PROBLEM DESCRIPTION »
Show every line below that contains the string "motorcycle", treating case as significant.

Lines of data
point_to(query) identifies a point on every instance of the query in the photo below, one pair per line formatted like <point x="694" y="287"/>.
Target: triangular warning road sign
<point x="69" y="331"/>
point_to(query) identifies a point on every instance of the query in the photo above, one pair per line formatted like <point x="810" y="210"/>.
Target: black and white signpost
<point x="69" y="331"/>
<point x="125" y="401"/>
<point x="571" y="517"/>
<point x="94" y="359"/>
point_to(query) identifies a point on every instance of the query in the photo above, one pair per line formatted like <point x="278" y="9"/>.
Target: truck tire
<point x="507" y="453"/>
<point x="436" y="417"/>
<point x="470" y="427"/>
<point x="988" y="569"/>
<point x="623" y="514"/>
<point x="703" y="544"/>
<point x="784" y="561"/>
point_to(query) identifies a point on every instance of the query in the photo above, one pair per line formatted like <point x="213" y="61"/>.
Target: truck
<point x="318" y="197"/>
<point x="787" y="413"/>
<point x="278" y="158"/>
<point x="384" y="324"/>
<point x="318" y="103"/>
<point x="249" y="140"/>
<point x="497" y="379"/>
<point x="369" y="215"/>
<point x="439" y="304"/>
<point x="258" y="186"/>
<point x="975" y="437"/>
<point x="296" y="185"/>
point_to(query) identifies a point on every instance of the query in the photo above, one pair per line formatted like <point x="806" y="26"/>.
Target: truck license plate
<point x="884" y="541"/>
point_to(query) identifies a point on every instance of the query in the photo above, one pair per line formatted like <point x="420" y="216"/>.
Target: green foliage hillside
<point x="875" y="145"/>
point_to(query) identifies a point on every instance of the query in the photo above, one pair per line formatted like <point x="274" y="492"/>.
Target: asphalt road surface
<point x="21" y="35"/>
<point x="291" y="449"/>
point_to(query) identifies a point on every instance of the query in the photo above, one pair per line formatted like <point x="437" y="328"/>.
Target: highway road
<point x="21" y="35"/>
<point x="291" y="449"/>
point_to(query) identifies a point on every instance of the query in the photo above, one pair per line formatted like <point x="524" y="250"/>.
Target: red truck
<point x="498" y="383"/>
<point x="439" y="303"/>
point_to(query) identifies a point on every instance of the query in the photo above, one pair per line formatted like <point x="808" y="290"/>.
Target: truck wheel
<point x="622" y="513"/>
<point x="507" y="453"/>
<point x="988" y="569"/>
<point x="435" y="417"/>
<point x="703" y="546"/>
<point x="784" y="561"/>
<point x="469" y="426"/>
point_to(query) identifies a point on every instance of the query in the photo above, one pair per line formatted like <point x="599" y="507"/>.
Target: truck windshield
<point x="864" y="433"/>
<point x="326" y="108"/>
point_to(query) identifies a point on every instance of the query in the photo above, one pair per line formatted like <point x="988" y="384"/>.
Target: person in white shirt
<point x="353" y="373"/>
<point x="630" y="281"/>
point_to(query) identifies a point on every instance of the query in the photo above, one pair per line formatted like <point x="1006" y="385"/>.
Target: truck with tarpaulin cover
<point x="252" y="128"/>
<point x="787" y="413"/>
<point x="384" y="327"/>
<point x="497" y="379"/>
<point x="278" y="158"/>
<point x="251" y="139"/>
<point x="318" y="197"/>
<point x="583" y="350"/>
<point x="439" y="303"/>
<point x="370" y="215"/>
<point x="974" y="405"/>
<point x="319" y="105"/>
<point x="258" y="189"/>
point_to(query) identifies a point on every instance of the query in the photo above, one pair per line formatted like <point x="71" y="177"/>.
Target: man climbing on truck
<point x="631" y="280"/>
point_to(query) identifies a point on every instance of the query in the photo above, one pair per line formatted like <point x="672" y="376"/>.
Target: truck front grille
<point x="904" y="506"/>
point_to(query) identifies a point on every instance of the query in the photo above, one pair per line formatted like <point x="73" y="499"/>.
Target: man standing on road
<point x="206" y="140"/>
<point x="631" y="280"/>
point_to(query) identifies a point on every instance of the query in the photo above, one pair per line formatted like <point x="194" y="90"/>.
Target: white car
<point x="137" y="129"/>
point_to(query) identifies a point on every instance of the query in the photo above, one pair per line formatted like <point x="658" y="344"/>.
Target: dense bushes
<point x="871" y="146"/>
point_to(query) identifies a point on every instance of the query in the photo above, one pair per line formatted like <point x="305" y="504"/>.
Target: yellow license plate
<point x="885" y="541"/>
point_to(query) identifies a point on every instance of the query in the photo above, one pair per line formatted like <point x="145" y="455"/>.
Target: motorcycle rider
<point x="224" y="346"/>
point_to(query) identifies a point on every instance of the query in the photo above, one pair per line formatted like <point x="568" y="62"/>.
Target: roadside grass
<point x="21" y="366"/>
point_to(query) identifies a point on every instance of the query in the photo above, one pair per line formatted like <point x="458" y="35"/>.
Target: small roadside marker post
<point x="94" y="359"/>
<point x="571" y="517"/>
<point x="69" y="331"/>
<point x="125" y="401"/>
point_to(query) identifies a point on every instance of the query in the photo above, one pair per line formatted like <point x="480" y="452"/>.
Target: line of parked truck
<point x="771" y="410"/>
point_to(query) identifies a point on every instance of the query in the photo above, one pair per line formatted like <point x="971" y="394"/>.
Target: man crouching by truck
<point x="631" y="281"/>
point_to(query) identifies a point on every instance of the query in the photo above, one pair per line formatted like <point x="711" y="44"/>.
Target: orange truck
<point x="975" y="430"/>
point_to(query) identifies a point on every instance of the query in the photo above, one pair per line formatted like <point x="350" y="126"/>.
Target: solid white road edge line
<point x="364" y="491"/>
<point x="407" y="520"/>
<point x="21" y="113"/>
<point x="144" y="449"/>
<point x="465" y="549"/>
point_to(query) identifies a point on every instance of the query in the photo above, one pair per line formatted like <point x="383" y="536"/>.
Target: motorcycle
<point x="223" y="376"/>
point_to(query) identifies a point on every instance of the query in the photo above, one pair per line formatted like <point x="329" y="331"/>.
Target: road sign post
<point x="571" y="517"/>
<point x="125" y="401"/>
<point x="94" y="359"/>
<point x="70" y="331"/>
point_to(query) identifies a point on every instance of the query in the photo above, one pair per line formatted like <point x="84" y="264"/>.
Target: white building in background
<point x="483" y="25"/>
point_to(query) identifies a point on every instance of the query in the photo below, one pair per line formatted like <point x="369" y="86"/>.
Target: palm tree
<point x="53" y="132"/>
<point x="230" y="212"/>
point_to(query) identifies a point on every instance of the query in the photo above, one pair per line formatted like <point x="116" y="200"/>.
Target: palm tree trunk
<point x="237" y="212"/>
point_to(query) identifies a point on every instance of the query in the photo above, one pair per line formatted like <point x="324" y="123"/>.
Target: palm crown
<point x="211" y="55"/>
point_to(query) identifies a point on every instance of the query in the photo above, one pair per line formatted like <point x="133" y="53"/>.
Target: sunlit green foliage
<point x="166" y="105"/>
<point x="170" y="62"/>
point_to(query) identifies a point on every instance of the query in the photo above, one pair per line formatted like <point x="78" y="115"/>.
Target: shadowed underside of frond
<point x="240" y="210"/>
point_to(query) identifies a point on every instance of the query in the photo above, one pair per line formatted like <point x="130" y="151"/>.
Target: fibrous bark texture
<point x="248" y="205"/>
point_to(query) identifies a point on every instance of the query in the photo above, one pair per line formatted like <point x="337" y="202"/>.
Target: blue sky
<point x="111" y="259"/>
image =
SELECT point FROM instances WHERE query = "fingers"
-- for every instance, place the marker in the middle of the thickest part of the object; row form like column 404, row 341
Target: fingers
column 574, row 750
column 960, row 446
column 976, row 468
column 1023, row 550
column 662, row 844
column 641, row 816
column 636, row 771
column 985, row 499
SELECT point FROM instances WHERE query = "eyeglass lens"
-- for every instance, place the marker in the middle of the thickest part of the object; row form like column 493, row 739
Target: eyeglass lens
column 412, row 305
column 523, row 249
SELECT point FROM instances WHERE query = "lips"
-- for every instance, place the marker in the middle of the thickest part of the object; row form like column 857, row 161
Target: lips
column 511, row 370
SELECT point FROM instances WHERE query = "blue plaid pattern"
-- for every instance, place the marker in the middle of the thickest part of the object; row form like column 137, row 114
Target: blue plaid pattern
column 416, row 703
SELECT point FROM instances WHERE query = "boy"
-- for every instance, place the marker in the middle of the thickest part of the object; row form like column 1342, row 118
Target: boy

WORKED SOLUTION »
Target: motorcycle rider
Target: motorcycle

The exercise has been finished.